ASSIGNED TASK: Only one stretch of the listing below is wanted. Begin at the line that has "box: [139, 295, 156, 369]", stop after the line that has "positive clicks: (298, 147) (290, 172)", and repeat every line in between exactly.

LISTED ENTRIES:
== == ==

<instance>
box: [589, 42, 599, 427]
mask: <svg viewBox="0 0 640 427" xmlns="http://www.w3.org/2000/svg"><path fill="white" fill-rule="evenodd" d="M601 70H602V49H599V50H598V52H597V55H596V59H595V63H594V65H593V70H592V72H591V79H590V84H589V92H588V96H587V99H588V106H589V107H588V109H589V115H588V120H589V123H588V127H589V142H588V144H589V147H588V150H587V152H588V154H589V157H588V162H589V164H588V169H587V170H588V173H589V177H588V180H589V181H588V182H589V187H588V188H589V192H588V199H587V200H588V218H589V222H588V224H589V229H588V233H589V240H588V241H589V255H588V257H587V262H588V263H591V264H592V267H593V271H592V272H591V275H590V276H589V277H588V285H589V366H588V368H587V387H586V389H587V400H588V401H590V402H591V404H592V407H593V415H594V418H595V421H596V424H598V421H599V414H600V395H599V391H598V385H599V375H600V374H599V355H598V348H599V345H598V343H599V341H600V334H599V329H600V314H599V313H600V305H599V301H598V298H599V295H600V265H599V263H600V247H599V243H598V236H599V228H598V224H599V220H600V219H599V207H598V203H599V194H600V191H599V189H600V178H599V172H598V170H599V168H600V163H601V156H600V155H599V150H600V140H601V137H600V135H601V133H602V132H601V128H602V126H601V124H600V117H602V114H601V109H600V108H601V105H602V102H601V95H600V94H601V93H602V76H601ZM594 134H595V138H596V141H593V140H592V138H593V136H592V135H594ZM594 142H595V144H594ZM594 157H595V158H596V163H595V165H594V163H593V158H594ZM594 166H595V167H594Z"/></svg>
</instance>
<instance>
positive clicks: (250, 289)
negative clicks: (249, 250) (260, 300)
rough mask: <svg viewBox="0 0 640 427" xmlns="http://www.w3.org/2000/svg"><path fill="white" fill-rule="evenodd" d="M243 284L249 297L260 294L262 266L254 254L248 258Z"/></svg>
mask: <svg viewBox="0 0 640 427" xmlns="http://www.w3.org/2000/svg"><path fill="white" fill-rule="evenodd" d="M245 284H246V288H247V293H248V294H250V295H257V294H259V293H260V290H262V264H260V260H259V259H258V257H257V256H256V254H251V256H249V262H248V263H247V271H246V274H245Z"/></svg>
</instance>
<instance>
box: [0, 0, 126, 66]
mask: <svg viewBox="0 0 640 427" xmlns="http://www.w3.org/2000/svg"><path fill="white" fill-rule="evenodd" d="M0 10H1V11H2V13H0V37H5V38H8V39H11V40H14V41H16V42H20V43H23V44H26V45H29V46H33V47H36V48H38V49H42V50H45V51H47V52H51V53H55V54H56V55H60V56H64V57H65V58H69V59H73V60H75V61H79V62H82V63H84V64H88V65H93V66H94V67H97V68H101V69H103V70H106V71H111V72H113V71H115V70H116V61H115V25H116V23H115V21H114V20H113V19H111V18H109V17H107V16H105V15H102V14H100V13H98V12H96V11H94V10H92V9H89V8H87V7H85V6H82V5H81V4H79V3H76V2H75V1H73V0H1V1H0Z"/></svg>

== == ==

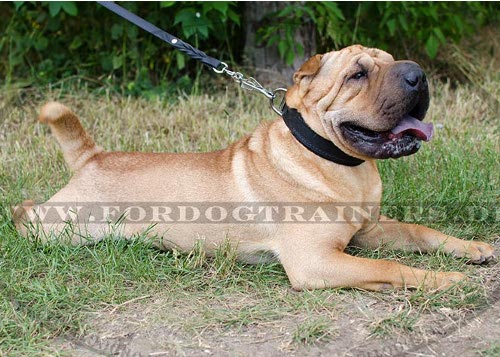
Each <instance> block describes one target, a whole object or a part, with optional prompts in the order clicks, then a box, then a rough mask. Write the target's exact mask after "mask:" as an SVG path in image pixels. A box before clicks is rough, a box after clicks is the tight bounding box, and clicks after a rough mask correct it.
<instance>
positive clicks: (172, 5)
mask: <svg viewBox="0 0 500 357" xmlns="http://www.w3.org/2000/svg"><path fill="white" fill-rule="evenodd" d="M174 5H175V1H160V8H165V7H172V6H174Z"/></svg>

== == ==

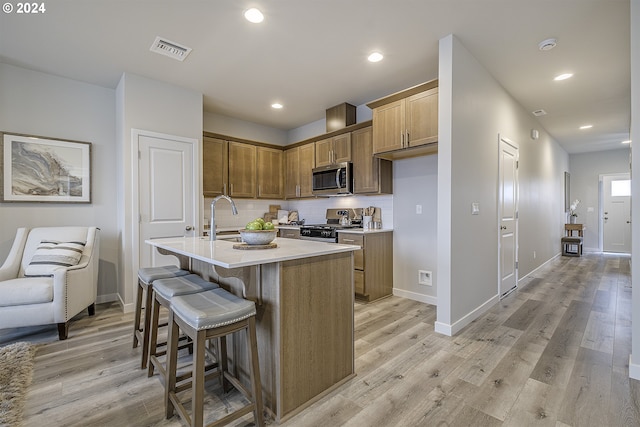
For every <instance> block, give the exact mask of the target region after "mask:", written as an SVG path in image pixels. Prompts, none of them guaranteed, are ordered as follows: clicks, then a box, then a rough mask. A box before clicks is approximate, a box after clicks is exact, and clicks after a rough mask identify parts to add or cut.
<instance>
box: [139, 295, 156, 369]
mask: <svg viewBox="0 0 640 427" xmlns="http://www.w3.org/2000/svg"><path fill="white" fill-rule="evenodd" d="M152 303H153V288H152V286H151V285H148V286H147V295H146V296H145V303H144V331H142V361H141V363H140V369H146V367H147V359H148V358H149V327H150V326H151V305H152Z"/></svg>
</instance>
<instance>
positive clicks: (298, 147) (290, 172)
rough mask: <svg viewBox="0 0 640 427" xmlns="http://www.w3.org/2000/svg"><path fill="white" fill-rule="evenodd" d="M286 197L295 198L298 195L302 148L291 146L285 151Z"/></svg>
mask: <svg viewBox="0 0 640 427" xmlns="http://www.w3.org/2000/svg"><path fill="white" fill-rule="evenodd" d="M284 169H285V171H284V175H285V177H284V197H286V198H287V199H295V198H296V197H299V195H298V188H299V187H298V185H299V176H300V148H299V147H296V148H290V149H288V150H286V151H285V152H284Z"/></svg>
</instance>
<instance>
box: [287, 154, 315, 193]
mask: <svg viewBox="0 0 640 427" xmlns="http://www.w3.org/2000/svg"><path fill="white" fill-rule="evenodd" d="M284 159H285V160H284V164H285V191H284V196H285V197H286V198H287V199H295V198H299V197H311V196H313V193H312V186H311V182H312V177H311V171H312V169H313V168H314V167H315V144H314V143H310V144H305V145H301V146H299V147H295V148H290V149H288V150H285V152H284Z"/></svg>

== == ==

EXPECTED ANSWER:
box: [139, 295, 156, 369]
mask: <svg viewBox="0 0 640 427" xmlns="http://www.w3.org/2000/svg"><path fill="white" fill-rule="evenodd" d="M152 303H153V288H152V286H151V285H148V286H147V295H146V296H145V303H144V331H142V361H141V363H140V369H146V367H147V359H148V358H149V327H150V326H151V305H152Z"/></svg>
</instance>
<instance>
positive clicks: (298, 147) (290, 172)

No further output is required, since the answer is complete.